Фрагмент текста:
По ходу следствия Ягода довольно быстро признал и участие в заговоре с целью государственного переворота. Сначала, в начале 30-х, будто бы готовился только «дворцовый переворот», в котором он непосредственное участие не должен был принимать, так как «охрана Кремля тогда была не в моих руках». Позднее по заданию правых он установил, через главу армейских чекистов Марка Исаевича Гая, связь с группой Тухачевского, чтобы организовать военный переворот. Интересно, что к тому времени охрана Кремля уже подчинялась Ягоде, но почему-то к планам дворцового переворота заговорщики возвращаться не стали[145].

Задача:
Ответьте на вопросы по фрагменту о следствии по делу Ягоды:
(a) К какому времени фрагмент относит подготовку «дворцового переворота»?
(b) Чем, по словам Ягоды, объяснялось то, что он не должен был непосредственно участвовать в «дворцовом перевороте»?
(c) Через кого Ягода установил связь с группой Тухачевского?

Извлечённые записи:

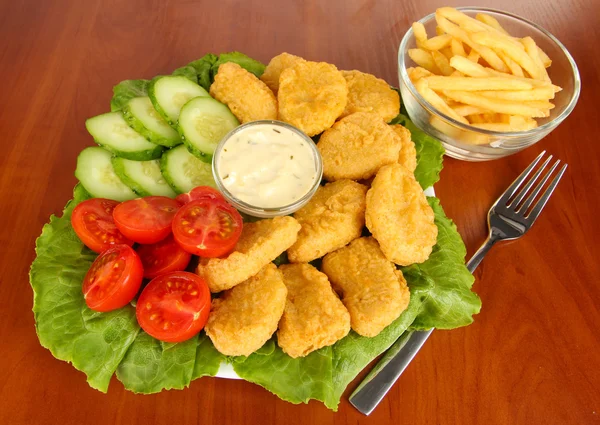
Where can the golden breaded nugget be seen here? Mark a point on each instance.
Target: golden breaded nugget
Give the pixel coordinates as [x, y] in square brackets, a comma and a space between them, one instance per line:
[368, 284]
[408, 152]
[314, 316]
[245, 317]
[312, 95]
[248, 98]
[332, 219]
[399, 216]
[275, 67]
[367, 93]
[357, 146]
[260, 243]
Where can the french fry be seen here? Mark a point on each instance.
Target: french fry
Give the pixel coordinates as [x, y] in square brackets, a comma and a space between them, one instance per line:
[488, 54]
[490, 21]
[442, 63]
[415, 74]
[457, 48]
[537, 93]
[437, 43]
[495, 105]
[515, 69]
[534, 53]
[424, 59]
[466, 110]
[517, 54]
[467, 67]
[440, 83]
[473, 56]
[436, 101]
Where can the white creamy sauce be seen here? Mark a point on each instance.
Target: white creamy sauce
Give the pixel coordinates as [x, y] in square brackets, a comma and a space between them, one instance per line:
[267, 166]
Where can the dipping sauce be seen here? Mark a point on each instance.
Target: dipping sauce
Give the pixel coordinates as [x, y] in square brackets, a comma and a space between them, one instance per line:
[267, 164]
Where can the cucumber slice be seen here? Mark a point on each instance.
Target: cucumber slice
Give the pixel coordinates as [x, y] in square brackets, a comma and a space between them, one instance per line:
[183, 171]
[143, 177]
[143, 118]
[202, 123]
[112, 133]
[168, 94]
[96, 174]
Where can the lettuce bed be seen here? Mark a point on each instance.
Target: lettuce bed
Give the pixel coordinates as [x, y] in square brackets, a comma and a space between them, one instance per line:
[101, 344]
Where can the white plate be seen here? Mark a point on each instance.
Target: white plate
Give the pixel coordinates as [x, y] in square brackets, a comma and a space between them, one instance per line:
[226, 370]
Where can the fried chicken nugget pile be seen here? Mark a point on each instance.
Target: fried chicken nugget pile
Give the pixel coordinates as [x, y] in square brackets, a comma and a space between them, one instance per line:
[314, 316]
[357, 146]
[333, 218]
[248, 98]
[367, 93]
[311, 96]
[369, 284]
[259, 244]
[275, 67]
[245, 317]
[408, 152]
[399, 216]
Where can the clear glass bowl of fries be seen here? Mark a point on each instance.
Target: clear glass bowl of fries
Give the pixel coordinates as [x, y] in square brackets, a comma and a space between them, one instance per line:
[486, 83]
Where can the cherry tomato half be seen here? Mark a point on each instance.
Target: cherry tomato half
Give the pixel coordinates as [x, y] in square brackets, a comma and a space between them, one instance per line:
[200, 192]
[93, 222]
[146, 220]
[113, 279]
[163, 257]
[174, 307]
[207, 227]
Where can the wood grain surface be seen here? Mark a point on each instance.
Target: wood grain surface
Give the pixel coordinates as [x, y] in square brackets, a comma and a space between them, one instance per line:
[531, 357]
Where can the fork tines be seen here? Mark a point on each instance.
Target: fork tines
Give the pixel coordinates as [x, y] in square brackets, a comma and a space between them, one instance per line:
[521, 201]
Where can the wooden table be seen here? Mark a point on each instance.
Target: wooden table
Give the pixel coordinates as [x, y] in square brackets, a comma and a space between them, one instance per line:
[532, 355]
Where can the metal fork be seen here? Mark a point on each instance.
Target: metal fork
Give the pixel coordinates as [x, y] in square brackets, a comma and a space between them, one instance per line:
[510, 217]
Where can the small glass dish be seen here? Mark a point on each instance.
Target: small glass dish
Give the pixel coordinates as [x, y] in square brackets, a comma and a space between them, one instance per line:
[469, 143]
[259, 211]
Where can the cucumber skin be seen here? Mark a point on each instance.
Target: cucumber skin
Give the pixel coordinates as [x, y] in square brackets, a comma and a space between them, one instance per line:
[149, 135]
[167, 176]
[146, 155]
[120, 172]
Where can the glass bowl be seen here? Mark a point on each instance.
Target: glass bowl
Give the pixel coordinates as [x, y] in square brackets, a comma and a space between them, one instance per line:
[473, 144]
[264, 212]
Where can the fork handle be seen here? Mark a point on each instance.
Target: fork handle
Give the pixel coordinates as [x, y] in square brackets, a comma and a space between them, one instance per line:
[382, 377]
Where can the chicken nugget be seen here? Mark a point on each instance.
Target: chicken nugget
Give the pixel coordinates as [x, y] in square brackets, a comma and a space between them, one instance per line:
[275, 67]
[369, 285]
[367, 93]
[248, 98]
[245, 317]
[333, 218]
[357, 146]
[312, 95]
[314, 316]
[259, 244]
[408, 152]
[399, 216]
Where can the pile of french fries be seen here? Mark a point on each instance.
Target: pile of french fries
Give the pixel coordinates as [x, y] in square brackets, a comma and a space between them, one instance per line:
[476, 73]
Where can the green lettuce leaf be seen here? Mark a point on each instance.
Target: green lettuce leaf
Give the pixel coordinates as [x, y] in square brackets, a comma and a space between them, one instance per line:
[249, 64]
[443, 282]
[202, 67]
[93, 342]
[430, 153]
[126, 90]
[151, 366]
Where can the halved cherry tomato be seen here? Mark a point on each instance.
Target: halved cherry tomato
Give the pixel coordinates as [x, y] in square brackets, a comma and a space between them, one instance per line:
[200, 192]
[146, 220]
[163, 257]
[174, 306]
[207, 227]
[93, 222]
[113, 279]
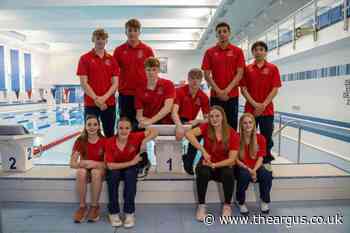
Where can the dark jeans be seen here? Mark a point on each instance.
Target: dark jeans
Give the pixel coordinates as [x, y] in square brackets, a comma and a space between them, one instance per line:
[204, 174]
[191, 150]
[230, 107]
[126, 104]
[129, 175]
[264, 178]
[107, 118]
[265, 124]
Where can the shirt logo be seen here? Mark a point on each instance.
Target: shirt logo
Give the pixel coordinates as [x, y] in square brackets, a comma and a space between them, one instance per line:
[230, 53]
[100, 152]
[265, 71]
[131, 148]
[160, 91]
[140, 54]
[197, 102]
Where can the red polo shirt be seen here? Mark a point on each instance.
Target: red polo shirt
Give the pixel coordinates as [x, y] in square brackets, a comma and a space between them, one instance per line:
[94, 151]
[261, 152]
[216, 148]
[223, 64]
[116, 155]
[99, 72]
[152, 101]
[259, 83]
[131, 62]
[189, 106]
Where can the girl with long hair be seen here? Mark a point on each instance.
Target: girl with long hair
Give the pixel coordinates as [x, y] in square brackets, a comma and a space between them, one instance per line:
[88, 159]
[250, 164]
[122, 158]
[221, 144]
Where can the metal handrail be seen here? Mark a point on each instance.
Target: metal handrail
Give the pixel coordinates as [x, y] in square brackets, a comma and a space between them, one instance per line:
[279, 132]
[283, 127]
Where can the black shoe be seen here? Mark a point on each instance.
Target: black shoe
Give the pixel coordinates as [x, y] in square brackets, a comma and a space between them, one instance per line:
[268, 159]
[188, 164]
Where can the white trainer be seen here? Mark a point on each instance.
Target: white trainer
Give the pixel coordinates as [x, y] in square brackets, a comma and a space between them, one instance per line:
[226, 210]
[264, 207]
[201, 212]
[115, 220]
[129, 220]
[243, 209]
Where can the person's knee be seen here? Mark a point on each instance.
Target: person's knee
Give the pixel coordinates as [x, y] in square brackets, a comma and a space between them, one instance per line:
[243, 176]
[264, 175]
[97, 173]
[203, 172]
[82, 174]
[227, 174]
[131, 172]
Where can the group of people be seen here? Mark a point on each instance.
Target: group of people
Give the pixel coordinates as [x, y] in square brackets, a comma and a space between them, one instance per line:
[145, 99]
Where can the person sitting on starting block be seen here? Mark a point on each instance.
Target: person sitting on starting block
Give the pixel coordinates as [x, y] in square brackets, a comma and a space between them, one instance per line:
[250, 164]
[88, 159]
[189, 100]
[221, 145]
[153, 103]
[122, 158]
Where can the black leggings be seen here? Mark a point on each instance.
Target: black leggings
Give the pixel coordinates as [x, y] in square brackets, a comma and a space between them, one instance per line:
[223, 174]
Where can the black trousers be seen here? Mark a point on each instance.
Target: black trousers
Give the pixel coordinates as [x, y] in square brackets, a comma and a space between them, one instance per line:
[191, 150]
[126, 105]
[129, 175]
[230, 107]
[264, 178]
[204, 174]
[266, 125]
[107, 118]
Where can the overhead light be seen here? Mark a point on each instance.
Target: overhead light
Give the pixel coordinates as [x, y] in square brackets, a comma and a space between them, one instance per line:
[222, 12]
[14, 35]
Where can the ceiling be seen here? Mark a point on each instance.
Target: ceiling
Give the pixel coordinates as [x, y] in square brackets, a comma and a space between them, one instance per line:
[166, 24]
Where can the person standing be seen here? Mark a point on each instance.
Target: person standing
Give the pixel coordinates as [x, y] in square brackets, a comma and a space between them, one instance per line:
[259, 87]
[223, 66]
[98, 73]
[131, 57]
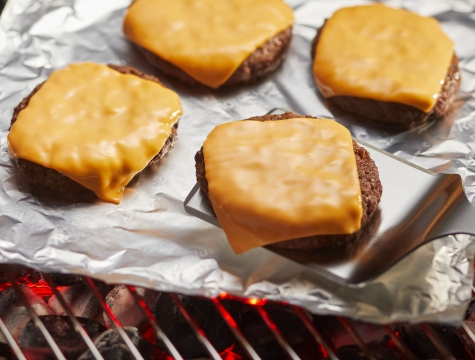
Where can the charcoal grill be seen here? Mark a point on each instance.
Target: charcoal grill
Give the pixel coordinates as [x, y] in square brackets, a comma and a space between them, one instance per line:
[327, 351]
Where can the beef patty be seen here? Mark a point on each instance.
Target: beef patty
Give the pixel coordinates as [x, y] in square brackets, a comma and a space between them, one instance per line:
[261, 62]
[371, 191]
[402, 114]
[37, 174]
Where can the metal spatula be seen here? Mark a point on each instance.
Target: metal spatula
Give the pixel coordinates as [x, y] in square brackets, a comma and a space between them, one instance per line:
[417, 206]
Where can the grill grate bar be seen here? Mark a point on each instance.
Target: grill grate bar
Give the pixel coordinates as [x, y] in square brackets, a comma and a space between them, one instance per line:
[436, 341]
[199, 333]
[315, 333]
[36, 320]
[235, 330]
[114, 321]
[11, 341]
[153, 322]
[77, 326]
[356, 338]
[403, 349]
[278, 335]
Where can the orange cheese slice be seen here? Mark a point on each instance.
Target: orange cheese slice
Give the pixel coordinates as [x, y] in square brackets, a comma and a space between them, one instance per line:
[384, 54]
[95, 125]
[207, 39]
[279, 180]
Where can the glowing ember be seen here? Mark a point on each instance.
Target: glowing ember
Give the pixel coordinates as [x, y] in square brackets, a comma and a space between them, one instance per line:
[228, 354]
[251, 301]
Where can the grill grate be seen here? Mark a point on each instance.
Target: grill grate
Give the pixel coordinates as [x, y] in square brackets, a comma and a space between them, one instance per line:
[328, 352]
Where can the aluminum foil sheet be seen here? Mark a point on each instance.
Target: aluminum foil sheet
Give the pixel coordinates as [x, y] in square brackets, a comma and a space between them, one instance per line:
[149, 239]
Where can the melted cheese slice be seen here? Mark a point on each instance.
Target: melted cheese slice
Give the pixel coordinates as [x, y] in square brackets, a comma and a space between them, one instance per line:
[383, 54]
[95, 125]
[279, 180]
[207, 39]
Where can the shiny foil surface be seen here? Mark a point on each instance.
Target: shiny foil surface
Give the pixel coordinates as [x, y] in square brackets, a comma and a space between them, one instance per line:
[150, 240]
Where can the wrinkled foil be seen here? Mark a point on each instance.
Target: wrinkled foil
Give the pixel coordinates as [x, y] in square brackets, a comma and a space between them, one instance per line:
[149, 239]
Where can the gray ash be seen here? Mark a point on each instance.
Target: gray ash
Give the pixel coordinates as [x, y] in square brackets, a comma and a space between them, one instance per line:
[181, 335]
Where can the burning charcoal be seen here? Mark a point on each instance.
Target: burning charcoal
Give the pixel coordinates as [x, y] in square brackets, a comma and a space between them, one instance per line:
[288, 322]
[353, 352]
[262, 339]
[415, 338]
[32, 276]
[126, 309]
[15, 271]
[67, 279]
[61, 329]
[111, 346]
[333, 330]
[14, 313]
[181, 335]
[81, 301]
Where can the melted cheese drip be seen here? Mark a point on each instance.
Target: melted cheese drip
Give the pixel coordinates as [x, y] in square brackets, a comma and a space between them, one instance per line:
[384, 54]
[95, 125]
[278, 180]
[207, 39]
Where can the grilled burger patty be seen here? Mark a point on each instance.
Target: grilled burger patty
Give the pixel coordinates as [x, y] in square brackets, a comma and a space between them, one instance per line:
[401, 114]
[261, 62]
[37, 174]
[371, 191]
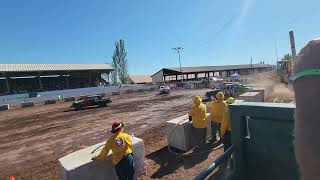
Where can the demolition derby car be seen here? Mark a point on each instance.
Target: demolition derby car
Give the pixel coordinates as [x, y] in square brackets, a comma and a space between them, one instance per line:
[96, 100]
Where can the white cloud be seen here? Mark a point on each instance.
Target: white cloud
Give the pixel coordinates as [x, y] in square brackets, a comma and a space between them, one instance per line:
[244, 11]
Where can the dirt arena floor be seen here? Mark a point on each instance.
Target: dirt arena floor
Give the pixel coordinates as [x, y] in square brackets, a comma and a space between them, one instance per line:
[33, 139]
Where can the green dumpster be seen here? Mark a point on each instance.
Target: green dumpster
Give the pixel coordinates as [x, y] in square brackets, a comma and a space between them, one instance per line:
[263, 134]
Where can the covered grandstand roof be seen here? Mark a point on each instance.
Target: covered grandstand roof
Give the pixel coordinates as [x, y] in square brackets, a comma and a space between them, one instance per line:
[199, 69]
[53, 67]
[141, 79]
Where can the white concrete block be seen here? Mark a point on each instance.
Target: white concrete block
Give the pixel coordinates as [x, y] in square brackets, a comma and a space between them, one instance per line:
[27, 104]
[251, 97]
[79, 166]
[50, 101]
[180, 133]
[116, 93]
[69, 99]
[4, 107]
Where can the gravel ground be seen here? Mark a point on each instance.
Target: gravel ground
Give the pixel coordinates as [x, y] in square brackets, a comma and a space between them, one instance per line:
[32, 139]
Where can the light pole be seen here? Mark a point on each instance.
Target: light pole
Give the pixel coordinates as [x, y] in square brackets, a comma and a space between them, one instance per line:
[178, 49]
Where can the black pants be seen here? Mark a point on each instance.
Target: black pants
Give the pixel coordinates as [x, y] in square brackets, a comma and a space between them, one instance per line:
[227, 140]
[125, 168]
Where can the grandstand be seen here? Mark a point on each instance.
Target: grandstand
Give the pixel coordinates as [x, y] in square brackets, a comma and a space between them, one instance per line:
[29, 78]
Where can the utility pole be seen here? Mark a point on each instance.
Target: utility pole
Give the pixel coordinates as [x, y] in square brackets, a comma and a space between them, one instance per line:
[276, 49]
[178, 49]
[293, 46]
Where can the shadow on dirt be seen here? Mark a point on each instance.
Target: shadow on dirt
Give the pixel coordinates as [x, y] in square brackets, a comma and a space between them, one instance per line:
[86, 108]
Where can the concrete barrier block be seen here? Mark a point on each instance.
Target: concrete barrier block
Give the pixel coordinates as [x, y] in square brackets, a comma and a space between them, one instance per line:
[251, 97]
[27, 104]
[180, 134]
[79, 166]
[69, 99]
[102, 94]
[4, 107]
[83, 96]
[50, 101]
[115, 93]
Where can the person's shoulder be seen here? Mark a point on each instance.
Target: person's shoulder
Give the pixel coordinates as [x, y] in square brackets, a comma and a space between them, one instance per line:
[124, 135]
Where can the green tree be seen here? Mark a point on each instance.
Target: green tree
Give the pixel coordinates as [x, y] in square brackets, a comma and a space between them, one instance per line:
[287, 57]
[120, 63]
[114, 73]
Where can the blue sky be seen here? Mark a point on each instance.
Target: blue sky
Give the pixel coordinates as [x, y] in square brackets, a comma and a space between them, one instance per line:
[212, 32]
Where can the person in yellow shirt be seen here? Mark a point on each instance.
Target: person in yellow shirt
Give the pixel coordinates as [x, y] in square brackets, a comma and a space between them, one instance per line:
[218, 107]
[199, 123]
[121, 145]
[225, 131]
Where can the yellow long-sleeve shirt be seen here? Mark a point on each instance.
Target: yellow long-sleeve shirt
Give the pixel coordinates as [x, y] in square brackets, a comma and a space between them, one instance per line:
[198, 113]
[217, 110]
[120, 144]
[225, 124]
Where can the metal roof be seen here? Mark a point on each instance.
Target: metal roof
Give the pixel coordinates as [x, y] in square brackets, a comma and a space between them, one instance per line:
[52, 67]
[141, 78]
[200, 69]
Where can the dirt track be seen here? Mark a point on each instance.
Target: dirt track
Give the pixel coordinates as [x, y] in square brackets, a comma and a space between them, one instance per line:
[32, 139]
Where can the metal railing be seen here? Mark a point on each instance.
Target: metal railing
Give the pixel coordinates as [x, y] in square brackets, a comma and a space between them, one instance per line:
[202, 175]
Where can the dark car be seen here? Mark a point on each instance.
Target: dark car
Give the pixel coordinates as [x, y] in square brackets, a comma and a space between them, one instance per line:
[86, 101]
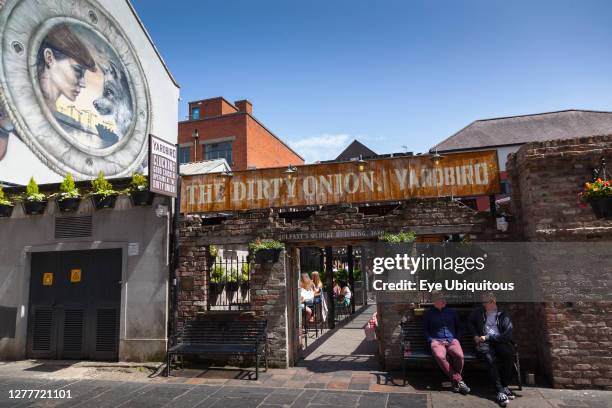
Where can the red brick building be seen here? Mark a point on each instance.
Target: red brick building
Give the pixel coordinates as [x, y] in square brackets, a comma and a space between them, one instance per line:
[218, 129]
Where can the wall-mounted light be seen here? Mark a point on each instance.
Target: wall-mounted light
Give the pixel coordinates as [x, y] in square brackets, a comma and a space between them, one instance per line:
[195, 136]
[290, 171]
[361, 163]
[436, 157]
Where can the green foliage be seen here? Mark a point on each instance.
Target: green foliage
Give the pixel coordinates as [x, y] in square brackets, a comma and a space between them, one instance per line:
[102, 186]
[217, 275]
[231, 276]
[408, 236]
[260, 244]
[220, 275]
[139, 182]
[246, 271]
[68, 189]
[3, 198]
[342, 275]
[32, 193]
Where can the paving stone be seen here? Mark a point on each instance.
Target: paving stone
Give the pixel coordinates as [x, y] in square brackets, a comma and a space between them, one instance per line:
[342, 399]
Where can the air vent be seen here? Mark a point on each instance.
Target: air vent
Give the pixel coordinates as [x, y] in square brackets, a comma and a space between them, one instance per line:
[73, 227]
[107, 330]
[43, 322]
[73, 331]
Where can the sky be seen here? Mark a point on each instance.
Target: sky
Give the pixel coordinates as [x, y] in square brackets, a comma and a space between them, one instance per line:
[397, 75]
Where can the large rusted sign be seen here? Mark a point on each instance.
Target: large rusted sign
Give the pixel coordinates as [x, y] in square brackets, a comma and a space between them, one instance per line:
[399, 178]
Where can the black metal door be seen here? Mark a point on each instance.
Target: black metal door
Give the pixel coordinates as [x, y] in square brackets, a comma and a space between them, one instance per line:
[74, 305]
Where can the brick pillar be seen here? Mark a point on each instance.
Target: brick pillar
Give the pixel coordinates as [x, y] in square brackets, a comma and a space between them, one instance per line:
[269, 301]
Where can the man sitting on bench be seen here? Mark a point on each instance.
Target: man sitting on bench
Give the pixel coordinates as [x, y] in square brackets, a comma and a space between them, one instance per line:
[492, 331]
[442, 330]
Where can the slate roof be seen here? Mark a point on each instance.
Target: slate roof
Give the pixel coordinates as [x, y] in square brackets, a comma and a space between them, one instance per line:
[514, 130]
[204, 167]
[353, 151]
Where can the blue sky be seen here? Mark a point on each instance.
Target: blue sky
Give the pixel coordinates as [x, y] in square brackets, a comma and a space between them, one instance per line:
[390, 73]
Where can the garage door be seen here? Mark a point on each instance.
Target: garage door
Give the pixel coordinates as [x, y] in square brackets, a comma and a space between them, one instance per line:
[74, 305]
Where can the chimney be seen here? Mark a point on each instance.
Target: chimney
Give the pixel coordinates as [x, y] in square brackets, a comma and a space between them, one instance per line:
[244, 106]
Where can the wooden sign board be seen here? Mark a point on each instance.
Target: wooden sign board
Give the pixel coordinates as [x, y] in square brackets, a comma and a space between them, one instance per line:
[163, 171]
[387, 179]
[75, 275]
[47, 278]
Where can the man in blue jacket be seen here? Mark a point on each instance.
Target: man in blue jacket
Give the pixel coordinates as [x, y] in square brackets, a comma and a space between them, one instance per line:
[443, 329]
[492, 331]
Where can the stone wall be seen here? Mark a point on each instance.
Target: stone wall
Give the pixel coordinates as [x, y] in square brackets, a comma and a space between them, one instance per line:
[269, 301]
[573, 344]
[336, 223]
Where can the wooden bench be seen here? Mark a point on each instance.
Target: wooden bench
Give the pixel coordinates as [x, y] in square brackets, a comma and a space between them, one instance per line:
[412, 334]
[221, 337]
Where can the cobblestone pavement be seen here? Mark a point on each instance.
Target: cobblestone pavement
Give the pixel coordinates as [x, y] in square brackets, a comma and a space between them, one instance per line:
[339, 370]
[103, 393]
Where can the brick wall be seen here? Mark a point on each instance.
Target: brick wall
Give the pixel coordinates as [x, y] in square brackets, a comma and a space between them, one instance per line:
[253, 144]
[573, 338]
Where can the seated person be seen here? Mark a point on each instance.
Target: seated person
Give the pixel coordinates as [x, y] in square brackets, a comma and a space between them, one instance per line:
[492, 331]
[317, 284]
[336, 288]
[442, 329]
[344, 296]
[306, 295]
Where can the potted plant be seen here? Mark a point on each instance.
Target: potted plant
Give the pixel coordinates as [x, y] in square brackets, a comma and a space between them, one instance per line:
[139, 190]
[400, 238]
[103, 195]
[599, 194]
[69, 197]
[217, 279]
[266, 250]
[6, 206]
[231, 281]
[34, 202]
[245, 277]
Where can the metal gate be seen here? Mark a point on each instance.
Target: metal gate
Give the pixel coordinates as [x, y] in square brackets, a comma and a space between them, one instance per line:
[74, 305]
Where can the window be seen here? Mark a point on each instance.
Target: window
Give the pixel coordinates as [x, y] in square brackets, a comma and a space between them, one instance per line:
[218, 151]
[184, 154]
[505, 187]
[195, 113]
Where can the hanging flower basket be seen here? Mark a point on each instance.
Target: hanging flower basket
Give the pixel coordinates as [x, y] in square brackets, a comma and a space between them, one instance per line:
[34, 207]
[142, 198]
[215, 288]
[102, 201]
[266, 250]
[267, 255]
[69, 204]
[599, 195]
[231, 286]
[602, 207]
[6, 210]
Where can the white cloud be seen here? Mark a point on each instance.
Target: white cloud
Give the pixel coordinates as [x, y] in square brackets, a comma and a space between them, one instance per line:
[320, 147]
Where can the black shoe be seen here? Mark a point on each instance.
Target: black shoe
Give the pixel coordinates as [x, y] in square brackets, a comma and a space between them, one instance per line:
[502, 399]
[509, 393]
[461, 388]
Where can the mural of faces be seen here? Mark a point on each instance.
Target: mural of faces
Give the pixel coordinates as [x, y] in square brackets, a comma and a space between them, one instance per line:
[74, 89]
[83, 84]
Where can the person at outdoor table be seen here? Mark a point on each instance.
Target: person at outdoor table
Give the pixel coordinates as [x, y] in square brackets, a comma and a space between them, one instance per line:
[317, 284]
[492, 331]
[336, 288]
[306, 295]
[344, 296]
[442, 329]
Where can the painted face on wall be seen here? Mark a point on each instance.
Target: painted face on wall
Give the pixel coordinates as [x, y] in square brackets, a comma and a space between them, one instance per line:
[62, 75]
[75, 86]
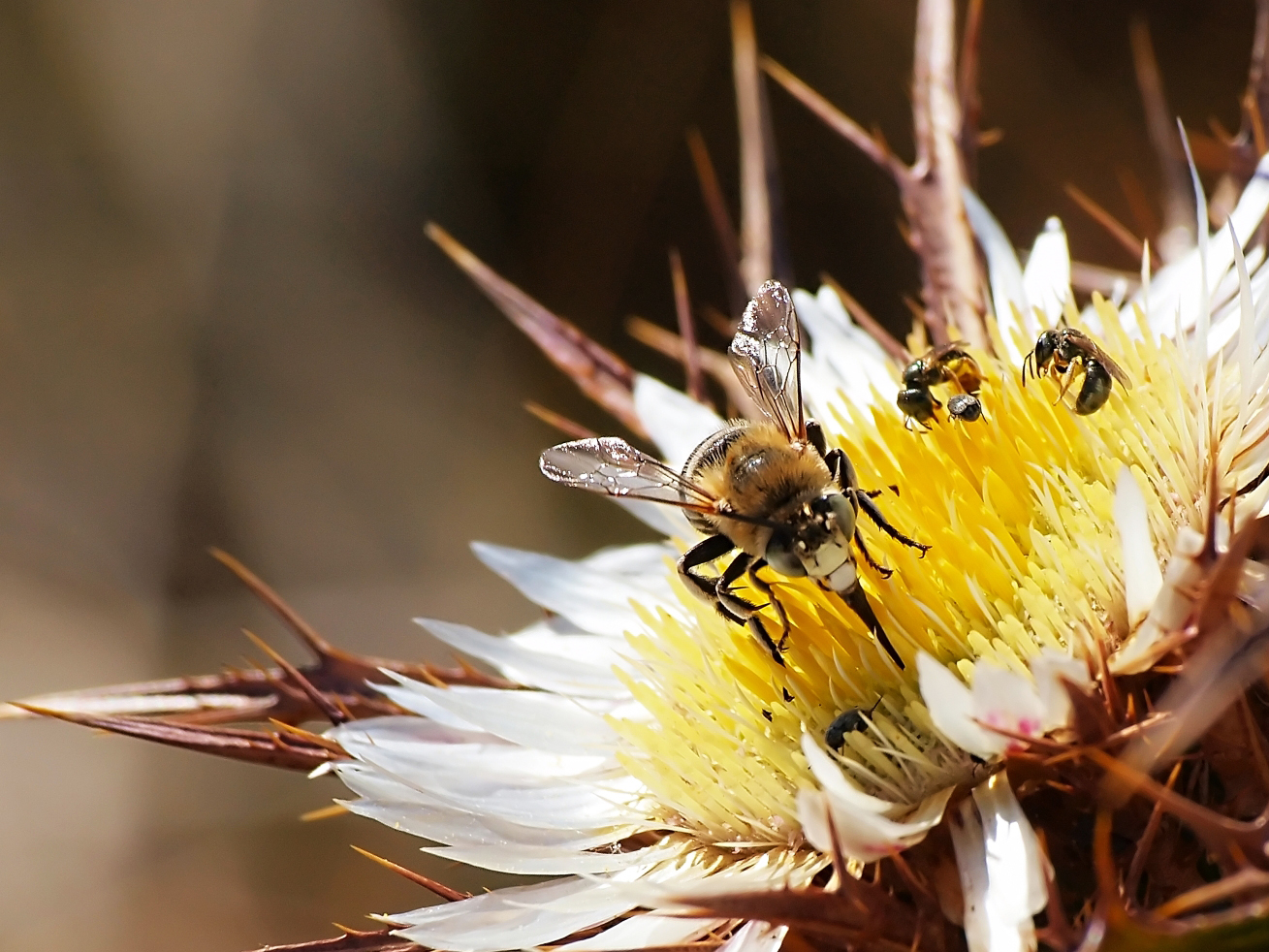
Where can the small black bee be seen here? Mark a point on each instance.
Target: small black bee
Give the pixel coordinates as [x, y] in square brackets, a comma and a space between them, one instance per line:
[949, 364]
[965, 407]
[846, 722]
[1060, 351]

Ответ к заданию:
(a) К началу 30-х годов.
(b) Тем, что «охрана Кремля тогда была не в моих руках».
(c) Через главу армейских чекистов Марка Исаевича Гая.